Goal of the exercise: Please reproduce the data below, substituting "find" for each occurrence of "locate" and leaving everything else unchanged.

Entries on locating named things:

══════

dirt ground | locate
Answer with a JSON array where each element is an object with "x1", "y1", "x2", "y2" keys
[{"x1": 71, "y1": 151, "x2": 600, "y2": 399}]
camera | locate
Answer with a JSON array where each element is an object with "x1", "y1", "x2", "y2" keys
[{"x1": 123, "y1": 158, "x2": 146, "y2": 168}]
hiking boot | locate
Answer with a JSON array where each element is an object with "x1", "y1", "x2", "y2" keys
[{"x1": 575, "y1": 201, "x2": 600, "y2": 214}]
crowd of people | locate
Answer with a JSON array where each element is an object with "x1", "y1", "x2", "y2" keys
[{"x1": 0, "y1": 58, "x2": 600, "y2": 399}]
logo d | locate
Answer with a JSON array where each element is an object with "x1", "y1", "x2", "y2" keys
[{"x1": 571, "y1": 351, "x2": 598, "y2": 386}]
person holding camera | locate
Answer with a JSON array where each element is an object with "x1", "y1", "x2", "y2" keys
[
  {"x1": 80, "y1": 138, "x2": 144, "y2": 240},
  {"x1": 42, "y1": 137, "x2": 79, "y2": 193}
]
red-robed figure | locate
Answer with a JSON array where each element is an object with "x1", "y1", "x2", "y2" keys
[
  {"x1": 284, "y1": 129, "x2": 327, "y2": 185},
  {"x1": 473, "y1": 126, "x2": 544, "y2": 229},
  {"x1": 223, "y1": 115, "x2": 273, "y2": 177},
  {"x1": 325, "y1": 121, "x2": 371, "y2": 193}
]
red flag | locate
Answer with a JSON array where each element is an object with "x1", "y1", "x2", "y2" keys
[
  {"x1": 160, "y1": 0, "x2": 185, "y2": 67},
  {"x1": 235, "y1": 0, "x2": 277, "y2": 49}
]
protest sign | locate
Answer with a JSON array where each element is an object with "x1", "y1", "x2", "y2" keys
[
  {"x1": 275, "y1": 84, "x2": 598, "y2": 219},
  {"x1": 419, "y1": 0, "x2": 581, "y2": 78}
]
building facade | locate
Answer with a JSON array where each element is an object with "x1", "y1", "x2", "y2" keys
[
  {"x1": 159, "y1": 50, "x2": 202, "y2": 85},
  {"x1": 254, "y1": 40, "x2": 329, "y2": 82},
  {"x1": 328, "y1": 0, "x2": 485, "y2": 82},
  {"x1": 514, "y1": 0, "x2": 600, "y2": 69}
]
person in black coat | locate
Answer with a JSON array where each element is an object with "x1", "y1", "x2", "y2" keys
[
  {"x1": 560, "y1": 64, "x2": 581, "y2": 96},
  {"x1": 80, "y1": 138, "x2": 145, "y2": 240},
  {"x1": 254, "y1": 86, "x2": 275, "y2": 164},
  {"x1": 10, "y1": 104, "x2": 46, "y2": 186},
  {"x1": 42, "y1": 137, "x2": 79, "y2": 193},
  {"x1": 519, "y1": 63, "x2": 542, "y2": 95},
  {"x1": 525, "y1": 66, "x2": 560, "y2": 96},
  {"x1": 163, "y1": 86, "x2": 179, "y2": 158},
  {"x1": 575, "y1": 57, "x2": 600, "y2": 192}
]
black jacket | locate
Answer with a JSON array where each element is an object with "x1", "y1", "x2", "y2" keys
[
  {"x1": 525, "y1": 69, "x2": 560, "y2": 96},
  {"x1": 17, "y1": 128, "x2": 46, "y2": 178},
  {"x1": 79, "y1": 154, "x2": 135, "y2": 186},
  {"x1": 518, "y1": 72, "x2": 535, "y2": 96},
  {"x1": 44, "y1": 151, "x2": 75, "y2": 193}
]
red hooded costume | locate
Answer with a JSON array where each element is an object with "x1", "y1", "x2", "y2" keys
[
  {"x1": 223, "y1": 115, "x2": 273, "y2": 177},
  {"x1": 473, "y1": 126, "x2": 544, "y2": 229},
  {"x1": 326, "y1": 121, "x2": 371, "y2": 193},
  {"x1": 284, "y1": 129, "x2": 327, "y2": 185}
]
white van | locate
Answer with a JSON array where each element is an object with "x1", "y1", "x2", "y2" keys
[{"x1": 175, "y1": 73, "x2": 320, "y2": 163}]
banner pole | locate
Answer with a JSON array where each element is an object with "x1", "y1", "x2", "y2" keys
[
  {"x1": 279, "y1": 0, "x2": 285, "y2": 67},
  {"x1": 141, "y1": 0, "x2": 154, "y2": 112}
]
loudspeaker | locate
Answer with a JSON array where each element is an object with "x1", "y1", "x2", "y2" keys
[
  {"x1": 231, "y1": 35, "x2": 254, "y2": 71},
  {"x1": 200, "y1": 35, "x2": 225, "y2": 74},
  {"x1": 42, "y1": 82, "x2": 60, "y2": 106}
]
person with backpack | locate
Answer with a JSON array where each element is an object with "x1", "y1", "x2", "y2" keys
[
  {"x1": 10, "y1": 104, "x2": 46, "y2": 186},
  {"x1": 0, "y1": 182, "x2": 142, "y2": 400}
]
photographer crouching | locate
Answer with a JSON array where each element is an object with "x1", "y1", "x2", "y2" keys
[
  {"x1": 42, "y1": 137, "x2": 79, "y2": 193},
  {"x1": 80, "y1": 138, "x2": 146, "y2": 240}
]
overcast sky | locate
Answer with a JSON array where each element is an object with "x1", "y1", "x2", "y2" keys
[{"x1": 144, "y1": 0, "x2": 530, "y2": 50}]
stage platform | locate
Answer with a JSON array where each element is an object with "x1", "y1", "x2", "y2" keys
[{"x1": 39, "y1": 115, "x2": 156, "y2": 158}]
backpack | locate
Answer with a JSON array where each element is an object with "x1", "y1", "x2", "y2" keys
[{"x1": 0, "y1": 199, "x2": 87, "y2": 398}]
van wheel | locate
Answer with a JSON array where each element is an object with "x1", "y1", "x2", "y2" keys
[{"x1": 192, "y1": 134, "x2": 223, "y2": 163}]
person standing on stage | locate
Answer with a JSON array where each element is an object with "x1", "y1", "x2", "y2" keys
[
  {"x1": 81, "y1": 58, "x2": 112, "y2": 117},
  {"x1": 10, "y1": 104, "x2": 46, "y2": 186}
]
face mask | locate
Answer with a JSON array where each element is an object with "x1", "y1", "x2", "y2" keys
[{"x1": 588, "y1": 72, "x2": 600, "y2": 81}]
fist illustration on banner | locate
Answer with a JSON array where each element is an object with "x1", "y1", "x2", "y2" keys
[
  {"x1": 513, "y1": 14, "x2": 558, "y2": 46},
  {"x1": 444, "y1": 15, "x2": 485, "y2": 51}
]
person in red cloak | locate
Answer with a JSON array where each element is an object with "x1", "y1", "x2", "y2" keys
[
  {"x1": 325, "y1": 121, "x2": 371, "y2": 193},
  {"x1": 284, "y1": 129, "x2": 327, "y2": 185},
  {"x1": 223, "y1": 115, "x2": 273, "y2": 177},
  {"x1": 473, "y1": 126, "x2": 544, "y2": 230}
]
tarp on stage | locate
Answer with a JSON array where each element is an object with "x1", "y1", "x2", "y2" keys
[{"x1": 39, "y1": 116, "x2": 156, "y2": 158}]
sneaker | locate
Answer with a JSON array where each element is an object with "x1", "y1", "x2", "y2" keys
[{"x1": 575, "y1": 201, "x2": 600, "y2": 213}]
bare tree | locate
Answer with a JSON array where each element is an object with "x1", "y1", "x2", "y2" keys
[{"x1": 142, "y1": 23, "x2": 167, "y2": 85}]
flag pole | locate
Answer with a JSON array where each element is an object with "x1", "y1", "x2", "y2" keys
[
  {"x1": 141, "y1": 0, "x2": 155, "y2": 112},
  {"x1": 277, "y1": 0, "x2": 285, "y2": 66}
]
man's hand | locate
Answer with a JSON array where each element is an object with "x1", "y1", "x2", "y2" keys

══════

Worked solution:
dirt ground | find
Answer with a JSON array where each element is an object with "x1", "y1", "x2", "y2" keys
[{"x1": 71, "y1": 151, "x2": 600, "y2": 399}]
camera | find
Answer with a JSON array where each element is an object with "x1", "y1", "x2", "y2" keys
[{"x1": 123, "y1": 158, "x2": 146, "y2": 168}]
hiking boot | find
Answer with a JSON array where each element is an object with "x1", "y1", "x2", "y2" keys
[{"x1": 575, "y1": 201, "x2": 600, "y2": 214}]
crowd of people | find
Answer with a JSON array where each element is an object with "x1", "y1", "x2", "y2" keys
[{"x1": 0, "y1": 58, "x2": 600, "y2": 399}]
logo d | find
Answer with a JSON array where each element is an object with "x1", "y1", "x2", "y2" keys
[{"x1": 571, "y1": 351, "x2": 598, "y2": 386}]
person holding camera | find
Answer with a JSON array where each element is an object with "x1", "y1", "x2", "y2" keys
[
  {"x1": 80, "y1": 138, "x2": 144, "y2": 240},
  {"x1": 42, "y1": 137, "x2": 79, "y2": 193}
]
red-robed figure | find
Answer with a JSON array where each element is an object with "x1", "y1", "x2", "y2" keys
[
  {"x1": 284, "y1": 129, "x2": 327, "y2": 185},
  {"x1": 473, "y1": 126, "x2": 544, "y2": 229},
  {"x1": 223, "y1": 115, "x2": 273, "y2": 177},
  {"x1": 325, "y1": 121, "x2": 371, "y2": 193}
]
red flag | find
Answer with a JSON array where each element is an object with "x1", "y1", "x2", "y2" keys
[
  {"x1": 160, "y1": 0, "x2": 185, "y2": 67},
  {"x1": 235, "y1": 0, "x2": 277, "y2": 49}
]
protest sign | find
Answer with a JSON array where each element is an object with "x1", "y1", "x2", "y2" keys
[
  {"x1": 275, "y1": 84, "x2": 598, "y2": 219},
  {"x1": 419, "y1": 0, "x2": 581, "y2": 78}
]
building facade | find
Answer with a JSON array where each element is an object with "x1", "y1", "x2", "y2" keys
[
  {"x1": 159, "y1": 50, "x2": 202, "y2": 85},
  {"x1": 254, "y1": 40, "x2": 329, "y2": 82},
  {"x1": 328, "y1": 0, "x2": 485, "y2": 82},
  {"x1": 514, "y1": 0, "x2": 600, "y2": 69}
]
person in black coat | find
Answer with a JSON array where each element is an object with "x1", "y1", "x2", "y2" keys
[
  {"x1": 560, "y1": 64, "x2": 581, "y2": 96},
  {"x1": 80, "y1": 138, "x2": 145, "y2": 240},
  {"x1": 254, "y1": 86, "x2": 275, "y2": 164},
  {"x1": 10, "y1": 104, "x2": 46, "y2": 186},
  {"x1": 42, "y1": 137, "x2": 79, "y2": 193},
  {"x1": 519, "y1": 63, "x2": 542, "y2": 95},
  {"x1": 525, "y1": 66, "x2": 560, "y2": 96},
  {"x1": 163, "y1": 86, "x2": 179, "y2": 158},
  {"x1": 575, "y1": 57, "x2": 600, "y2": 192}
]
black jacket | find
Answer with a JSON array where each element is an object with "x1", "y1", "x2", "y2" keys
[
  {"x1": 525, "y1": 69, "x2": 560, "y2": 96},
  {"x1": 17, "y1": 128, "x2": 46, "y2": 178},
  {"x1": 79, "y1": 154, "x2": 135, "y2": 186},
  {"x1": 518, "y1": 72, "x2": 535, "y2": 96},
  {"x1": 44, "y1": 151, "x2": 75, "y2": 193}
]
red hooded costume | find
Answer with a JSON array where each element is an object with "x1", "y1", "x2", "y2" keys
[
  {"x1": 223, "y1": 115, "x2": 273, "y2": 177},
  {"x1": 473, "y1": 126, "x2": 544, "y2": 229},
  {"x1": 326, "y1": 121, "x2": 371, "y2": 193},
  {"x1": 284, "y1": 129, "x2": 327, "y2": 185}
]
white van | find
Answer with a JSON array where each element is an object with "x1", "y1", "x2", "y2" keys
[{"x1": 175, "y1": 73, "x2": 320, "y2": 163}]
banner pole | find
Answer with a JSON array where each element is an object with "x1", "y1", "x2", "y2" keys
[
  {"x1": 279, "y1": 0, "x2": 285, "y2": 67},
  {"x1": 141, "y1": 0, "x2": 154, "y2": 112}
]
loudspeaker | find
Answer with a JSON array where each element is an object with "x1", "y1", "x2", "y2" keys
[
  {"x1": 231, "y1": 35, "x2": 254, "y2": 71},
  {"x1": 200, "y1": 35, "x2": 225, "y2": 74},
  {"x1": 42, "y1": 82, "x2": 60, "y2": 106}
]
person with backpack | find
Answer with a JSON array where each element is an object with "x1", "y1", "x2", "y2" keys
[
  {"x1": 10, "y1": 104, "x2": 46, "y2": 186},
  {"x1": 0, "y1": 182, "x2": 142, "y2": 400}
]
photographer crouching | find
Answer with a JSON array where each element is an object with "x1", "y1", "x2", "y2" keys
[
  {"x1": 42, "y1": 137, "x2": 79, "y2": 193},
  {"x1": 80, "y1": 138, "x2": 146, "y2": 240}
]
overcast sky | find
Answer with a JSON array where each element is an object with "x1", "y1", "x2", "y2" keys
[{"x1": 144, "y1": 0, "x2": 530, "y2": 50}]
stage platform | find
Answer with a JSON array where each element is an object with "x1", "y1", "x2", "y2" keys
[{"x1": 39, "y1": 115, "x2": 156, "y2": 158}]
backpack | find
Answer with a JSON array where each element is an object with "x1", "y1", "x2", "y2" keys
[{"x1": 0, "y1": 199, "x2": 87, "y2": 398}]
van wheel | find
Answer with a JSON array where each element is an object with "x1", "y1", "x2", "y2" keys
[{"x1": 192, "y1": 134, "x2": 223, "y2": 163}]
person standing on stage | find
Answer with a JSON array where each element is an object with "x1", "y1", "x2", "y2" keys
[
  {"x1": 81, "y1": 58, "x2": 112, "y2": 117},
  {"x1": 10, "y1": 104, "x2": 46, "y2": 186}
]
face mask | find
Answer with a JSON array where each element is an object with "x1", "y1", "x2", "y2" keys
[{"x1": 588, "y1": 72, "x2": 600, "y2": 81}]
fist illustration on banner | find
Answer with a JSON array where each element is an object with "x1", "y1", "x2", "y2" keys
[
  {"x1": 513, "y1": 14, "x2": 558, "y2": 46},
  {"x1": 444, "y1": 15, "x2": 485, "y2": 51}
]
person in red cloak | find
Answer with a JSON array where each element is an object with "x1", "y1", "x2", "y2" keys
[
  {"x1": 325, "y1": 121, "x2": 371, "y2": 193},
  {"x1": 284, "y1": 129, "x2": 327, "y2": 185},
  {"x1": 223, "y1": 115, "x2": 273, "y2": 177},
  {"x1": 473, "y1": 126, "x2": 544, "y2": 230}
]
tarp on stage | find
Answer with a JSON array where each element is an object with "x1", "y1", "x2", "y2" keys
[{"x1": 39, "y1": 116, "x2": 156, "y2": 158}]
sneaker | find
Answer with a JSON array where each element is an object with "x1", "y1", "x2", "y2" keys
[{"x1": 575, "y1": 201, "x2": 600, "y2": 213}]
bare tree | find
Answer with a JSON array where each element is an object with "x1", "y1", "x2", "y2" keys
[{"x1": 142, "y1": 23, "x2": 167, "y2": 85}]
flag pole | find
Answer with a JSON array where each element is an object with "x1", "y1", "x2", "y2" keys
[
  {"x1": 141, "y1": 0, "x2": 155, "y2": 112},
  {"x1": 277, "y1": 0, "x2": 285, "y2": 66}
]
man's hand | find
Answer with a JSON array where each element is an object with "x1", "y1", "x2", "y2" keys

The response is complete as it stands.